*SHORT PROBLEM 1*: Reproduce the whole forum thread about setter pups below word for word.

*QUOTED PASSAGE*:
····················

# setter pups ???



## rutting (Jul 11, 2008)

http://www.ksl.com/index.php?nid=218&ad ... cat=&lpid=

Anyone know anything about this breeding? Im still looking for a pup. I want a pointer the wife wants a setter!!


----------



## Ironman (Sep 7, 2007)

All I know is that you shouldn't waste you time with either, get a Lab! :mrgreen:


----------



## seniorsetterguy (Sep 22, 2007)

I know of a good litter of English Setters that will be hitting the ground probably today. Some good lines and I know both the sire and dam....good hunters. If you're interested, PM me and I'll gather up pedigree info and let you know where you can see the pups and the sire and dam.

Good hunting,

Rob


----------



## bwhntr (Sep 12, 2007)

What the? I turn you onto the nicest litter of EP's in the state and you want a setter??? Man I don't understand. However, I would recommend talking to seniorsetterguy on the english setter over the Llewelling setter without a question.

····················

*SOURCE RECORDS*:

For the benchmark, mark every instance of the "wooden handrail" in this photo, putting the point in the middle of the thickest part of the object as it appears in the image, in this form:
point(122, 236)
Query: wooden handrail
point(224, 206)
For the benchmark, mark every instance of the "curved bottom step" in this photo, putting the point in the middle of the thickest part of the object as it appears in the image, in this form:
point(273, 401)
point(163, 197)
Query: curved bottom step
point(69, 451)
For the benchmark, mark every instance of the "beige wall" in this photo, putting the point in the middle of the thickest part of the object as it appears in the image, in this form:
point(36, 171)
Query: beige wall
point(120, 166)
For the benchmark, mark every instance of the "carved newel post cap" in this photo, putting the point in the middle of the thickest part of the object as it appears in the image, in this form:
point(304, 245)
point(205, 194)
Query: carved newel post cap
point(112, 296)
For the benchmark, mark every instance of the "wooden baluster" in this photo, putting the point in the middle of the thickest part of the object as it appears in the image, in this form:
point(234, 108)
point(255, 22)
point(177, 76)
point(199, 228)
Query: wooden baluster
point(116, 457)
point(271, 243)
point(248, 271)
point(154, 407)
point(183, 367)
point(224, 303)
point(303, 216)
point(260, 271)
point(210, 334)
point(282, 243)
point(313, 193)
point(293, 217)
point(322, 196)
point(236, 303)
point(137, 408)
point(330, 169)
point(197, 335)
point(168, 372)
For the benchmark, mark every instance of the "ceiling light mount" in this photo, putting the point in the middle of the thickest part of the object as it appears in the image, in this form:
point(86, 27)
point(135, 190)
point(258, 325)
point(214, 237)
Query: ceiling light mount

····················

*SHORT PROBLEM 2*: Copy out the records word for word, starting at the first line of the records and ending at the line containing "point(168, 372)", with both of those lines included.

*EXERCISE ANSWER 1*:
# setter pups ???



## rutting (Jul 11, 2008)

http://www.ksl.com/index.php?nid=218&ad ... cat=&lpid=

Anyone know anything about this breeding? Im still looking for a pup. I want a pointer the wife wants a setter!!


----------



## Ironman (Sep 7, 2007)

All I know is that you shouldn't waste you time with either, get a Lab! :mrgreen:


----------



## seniorsetterguy (Sep 22, 2007)

I know of a good litter of English Setters that will be hitting the ground probably today. Some good lines and I know both the sire and dam....good hunters. If you're interested, PM me and I'll gather up pedigree info and let you know where you can see the pups and the sire and dam.

Good hunting,

Rob


----------



## bwhntr (Sep 12, 2007)

What the? I turn you onto the nicest litter of EP's in the state and you want a setter??? Man I don't understand. However, I would recommend talking to seniorsetterguy on the english setter over the Llewelling setter without a question.

*EXERCISE ANSWER 2*:
For the benchmark, mark every instance of the "wooden handrail" in this photo, putting the point in the middle of the thickest part of the object as it appears in the image, in this form:
point(122, 236)
Query: wooden handrail
point(224, 206)
For the benchmark, mark every instance of the "curved bottom step" in this photo, putting the point in the middle of the thickest part of the object as it appears in the image, in this form:
point(273, 401)
point(163, 197)
Query: curved bottom step
point(69, 451)
For the benchmark, mark every instance of the "beige wall" in this photo, putting the point in the middle of the thickest part of the object as it appears in the image, in this form:
point(36, 171)
Query: beige wall
point(120, 166)
For the benchmark, mark every instance of the "carved newel post cap" in this photo, putting the point in the middle of the thickest part of the object as it appears in the image, in this form:
point(304, 245)
point(205, 194)
Query: carved newel post cap
point(112, 296)
For the benchmark, mark every instance of the "wooden baluster" in this photo, putting the point in the middle of the thickest part of the object as it appears in the image, in this form:
point(234, 108)
point(255, 22)
point(177, 76)
point(199, 228)
Query: wooden baluster
point(116, 457)
point(271, 243)
point(248, 271)
point(154, 407)
point(183, 367)
point(224, 303)
point(303, 216)
point(260, 271)
point(210, 334)
point(282, 243)
point(313, 193)
point(293, 217)
point(322, 196)
point(236, 303)
point(137, 408)
point(330, 169)
point(197, 335)
point(168, 372)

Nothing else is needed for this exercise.